Starting with the first line and ending with the one that holds "outline **baseball cap**", retype the entries exactly.

**Saved entries**.
* * * * *
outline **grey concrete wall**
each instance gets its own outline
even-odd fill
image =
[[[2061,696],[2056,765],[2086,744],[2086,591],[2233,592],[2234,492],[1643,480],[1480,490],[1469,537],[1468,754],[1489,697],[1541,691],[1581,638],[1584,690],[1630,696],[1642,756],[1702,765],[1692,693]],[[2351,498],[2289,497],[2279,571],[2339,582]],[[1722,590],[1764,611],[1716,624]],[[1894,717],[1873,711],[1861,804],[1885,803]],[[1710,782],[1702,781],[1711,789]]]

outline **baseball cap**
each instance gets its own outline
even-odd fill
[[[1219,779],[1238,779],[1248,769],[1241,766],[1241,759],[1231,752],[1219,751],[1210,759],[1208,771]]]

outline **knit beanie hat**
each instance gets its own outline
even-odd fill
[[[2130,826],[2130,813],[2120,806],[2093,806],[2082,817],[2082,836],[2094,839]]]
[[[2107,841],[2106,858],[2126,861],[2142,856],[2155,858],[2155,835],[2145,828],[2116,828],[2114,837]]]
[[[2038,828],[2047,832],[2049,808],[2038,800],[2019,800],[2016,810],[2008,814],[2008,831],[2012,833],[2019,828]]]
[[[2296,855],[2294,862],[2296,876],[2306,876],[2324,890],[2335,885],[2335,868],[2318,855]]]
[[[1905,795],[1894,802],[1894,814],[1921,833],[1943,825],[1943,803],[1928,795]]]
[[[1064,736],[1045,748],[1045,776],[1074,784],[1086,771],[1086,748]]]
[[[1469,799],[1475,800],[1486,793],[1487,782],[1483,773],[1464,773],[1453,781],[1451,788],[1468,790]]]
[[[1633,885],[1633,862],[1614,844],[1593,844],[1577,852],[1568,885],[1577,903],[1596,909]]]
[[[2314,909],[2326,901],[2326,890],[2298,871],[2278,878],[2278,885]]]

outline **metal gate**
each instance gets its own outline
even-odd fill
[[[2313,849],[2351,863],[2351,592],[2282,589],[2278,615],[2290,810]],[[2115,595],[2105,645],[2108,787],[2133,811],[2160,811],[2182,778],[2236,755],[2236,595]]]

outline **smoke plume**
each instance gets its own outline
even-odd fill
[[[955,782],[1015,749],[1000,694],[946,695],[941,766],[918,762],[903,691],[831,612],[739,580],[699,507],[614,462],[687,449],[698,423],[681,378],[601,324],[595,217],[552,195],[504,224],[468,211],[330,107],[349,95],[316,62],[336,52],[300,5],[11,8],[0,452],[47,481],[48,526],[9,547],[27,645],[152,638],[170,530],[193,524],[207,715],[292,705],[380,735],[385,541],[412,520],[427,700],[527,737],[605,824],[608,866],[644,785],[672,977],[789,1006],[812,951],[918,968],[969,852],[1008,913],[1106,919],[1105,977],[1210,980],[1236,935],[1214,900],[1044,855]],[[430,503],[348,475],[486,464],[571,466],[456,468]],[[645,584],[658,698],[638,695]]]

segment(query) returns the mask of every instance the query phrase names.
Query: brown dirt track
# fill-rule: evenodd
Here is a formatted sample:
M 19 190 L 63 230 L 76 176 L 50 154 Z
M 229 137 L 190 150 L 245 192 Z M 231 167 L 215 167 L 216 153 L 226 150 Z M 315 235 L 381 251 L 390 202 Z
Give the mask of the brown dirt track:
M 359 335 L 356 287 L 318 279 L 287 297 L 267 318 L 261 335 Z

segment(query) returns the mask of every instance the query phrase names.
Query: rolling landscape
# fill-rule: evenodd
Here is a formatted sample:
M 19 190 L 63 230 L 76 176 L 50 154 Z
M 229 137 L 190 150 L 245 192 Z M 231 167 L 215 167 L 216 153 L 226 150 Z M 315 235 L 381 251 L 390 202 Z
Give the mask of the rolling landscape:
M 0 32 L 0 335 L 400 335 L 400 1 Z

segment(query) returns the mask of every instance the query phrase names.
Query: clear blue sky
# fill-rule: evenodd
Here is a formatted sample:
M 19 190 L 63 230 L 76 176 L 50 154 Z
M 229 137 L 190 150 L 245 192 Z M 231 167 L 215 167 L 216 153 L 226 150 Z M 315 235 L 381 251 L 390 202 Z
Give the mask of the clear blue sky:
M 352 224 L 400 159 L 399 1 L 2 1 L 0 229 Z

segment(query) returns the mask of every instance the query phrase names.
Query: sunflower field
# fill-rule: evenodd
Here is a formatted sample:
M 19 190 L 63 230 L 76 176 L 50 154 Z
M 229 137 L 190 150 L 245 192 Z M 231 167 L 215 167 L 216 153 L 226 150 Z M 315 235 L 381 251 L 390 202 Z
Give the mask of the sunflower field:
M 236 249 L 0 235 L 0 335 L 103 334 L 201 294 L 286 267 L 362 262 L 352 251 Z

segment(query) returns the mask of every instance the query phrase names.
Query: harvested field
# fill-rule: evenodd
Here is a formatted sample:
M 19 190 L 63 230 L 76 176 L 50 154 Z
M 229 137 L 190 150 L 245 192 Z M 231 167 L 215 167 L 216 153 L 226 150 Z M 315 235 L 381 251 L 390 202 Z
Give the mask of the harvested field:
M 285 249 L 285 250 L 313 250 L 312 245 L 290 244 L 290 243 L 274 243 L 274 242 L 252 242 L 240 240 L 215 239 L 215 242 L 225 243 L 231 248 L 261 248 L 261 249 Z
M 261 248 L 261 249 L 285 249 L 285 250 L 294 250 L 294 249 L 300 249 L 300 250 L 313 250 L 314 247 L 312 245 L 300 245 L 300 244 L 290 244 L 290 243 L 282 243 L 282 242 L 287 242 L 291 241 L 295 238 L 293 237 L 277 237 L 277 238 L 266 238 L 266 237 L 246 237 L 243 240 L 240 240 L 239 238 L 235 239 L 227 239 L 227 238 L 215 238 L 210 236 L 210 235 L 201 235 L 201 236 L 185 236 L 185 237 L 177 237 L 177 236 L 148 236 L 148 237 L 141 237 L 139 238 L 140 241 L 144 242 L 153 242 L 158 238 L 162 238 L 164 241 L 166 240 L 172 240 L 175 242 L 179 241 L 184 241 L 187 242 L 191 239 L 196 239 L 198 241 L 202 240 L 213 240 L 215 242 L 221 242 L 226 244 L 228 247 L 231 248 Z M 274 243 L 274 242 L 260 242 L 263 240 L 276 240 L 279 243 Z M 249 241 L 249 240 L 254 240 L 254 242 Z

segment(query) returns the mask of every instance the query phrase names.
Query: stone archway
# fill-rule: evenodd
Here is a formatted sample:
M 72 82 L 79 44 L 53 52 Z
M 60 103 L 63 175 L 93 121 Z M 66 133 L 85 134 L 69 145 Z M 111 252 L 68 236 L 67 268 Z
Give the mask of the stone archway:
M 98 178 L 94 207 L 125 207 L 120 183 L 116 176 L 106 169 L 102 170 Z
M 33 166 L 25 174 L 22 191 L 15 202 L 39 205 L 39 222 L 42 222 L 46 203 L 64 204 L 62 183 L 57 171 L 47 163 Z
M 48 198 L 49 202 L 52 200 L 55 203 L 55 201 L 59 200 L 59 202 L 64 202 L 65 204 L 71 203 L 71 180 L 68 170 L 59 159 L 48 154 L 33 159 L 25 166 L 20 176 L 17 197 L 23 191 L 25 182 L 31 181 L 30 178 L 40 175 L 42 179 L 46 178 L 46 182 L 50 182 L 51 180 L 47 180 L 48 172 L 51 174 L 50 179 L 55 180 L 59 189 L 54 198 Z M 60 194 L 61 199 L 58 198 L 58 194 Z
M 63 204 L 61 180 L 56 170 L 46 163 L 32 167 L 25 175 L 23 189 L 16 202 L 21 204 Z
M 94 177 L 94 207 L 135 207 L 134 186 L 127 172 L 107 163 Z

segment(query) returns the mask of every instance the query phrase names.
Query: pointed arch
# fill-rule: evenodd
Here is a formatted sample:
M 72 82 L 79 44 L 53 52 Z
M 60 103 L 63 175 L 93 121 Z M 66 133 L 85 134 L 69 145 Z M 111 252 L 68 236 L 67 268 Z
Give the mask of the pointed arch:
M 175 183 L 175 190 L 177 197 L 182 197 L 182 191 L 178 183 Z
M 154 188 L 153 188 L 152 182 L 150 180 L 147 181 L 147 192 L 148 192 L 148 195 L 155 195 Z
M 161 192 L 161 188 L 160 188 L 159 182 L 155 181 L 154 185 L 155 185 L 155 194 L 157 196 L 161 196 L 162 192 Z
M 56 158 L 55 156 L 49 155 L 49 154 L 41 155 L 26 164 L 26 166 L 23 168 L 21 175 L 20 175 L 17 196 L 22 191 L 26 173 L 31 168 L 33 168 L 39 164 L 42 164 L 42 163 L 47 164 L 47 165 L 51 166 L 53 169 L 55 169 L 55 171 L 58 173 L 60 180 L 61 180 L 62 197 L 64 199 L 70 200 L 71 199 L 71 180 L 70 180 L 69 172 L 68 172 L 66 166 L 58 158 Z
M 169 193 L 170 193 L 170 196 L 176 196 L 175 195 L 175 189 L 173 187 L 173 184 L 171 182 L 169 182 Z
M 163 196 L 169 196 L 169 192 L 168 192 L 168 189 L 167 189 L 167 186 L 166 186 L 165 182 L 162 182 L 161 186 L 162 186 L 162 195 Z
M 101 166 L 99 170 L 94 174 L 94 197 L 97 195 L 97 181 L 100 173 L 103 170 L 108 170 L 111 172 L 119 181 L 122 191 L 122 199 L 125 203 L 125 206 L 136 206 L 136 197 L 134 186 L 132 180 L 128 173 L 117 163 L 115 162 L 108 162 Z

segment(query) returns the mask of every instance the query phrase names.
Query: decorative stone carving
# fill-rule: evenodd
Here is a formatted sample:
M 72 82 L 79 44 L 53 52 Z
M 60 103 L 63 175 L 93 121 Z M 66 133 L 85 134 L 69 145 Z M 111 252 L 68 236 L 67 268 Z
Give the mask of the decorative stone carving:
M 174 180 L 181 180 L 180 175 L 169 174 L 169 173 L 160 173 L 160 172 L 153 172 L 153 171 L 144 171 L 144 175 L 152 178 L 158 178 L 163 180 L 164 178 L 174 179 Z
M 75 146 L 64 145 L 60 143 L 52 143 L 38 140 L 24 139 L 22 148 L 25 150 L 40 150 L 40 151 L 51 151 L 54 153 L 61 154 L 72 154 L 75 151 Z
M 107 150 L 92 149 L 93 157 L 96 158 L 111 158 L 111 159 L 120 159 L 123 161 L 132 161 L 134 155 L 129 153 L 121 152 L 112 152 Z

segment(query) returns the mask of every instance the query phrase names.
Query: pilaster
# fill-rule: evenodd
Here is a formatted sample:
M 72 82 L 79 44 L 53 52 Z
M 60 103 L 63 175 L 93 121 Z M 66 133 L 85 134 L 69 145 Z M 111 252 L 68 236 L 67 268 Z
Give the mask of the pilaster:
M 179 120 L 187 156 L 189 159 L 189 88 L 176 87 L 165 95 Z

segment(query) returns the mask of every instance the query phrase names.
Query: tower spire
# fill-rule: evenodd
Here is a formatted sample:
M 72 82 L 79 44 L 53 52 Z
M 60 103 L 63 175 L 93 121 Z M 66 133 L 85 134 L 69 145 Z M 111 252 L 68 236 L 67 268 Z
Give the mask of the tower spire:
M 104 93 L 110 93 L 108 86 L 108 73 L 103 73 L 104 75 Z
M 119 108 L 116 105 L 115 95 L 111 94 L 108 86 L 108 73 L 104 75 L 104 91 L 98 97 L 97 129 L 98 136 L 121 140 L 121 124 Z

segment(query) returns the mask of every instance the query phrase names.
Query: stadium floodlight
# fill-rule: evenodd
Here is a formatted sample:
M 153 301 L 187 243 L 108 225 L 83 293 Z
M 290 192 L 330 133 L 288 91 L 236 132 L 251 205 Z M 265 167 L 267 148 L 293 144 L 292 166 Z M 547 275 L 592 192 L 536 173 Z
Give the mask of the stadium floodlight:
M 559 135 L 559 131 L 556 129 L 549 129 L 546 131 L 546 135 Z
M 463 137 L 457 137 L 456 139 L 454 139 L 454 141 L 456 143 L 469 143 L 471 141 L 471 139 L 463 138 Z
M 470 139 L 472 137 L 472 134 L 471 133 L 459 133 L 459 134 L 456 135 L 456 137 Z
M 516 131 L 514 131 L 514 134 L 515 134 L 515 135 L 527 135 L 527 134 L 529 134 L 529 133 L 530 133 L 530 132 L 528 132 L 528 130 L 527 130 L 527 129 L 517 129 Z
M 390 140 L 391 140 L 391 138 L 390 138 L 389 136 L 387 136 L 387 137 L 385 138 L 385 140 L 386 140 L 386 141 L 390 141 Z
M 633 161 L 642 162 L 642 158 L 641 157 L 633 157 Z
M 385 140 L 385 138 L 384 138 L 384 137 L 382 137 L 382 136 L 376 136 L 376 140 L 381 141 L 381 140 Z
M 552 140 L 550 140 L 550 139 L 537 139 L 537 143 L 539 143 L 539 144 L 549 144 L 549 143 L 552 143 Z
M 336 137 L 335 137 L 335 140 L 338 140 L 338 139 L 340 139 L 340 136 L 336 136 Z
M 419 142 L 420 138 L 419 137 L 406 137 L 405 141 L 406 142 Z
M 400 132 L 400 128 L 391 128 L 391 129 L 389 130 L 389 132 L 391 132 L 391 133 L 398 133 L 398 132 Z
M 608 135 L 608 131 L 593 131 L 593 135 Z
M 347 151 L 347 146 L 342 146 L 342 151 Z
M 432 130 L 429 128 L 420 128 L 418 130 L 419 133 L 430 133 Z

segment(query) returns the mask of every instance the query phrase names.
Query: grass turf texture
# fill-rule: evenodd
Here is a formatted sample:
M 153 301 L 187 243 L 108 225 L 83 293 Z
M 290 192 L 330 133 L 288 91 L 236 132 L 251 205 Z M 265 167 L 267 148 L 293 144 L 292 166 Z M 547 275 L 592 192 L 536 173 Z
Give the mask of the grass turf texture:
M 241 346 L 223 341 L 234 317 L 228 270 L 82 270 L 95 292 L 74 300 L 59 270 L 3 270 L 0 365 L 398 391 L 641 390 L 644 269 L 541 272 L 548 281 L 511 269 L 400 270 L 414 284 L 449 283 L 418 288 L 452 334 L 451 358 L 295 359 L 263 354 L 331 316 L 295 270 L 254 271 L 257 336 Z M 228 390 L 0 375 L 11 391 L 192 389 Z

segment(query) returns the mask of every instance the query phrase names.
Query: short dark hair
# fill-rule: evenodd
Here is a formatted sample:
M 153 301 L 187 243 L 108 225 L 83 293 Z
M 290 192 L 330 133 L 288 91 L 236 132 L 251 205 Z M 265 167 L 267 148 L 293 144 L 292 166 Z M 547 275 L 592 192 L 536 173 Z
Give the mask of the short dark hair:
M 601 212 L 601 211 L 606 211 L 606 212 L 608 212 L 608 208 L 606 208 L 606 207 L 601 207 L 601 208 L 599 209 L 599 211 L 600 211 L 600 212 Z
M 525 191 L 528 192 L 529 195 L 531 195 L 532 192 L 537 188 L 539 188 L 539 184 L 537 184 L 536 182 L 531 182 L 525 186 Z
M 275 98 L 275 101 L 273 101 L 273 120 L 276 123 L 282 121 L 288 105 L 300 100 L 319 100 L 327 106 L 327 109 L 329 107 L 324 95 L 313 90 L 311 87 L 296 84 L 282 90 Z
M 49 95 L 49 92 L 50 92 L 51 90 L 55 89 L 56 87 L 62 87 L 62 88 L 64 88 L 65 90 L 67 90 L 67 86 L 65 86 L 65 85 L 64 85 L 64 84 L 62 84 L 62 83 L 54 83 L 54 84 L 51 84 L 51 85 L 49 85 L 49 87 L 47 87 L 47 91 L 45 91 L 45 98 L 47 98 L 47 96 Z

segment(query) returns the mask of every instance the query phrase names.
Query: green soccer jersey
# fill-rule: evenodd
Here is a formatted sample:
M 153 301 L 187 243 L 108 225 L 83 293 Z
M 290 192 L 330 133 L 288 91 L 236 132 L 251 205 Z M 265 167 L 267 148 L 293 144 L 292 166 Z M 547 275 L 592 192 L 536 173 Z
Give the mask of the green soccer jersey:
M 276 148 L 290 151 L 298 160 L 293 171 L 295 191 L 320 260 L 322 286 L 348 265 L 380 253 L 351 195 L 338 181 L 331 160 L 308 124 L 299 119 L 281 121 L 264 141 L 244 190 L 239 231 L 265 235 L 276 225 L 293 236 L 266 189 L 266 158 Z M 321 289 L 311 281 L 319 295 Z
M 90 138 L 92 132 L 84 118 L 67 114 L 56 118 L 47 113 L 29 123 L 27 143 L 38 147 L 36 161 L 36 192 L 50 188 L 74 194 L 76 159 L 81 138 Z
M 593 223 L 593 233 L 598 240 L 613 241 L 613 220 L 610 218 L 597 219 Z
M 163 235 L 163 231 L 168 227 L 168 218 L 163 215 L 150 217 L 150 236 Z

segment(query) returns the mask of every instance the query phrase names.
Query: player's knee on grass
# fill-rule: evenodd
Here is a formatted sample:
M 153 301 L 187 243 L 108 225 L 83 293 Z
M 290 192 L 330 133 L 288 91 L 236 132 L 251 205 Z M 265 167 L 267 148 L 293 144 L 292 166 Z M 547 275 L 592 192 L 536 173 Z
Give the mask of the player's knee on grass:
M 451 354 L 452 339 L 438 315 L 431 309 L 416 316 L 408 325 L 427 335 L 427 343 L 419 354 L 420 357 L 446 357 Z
* * * * *
**Your response**.
outline **grey concrete wall**
each instance gets its own outline
even-odd fill
image =
[[[2061,696],[2056,765],[2086,744],[2086,591],[2233,592],[2234,492],[1643,480],[1480,490],[1469,537],[1468,754],[1489,697],[1541,691],[1581,638],[1584,690],[1630,696],[1642,756],[1702,765],[1692,693]],[[2351,498],[2289,497],[2279,571],[2339,582]],[[1722,590],[1764,611],[1716,624]],[[1894,717],[1873,711],[1861,804],[1885,803]],[[1710,782],[1702,781],[1711,789]]]

outline **baseball cap**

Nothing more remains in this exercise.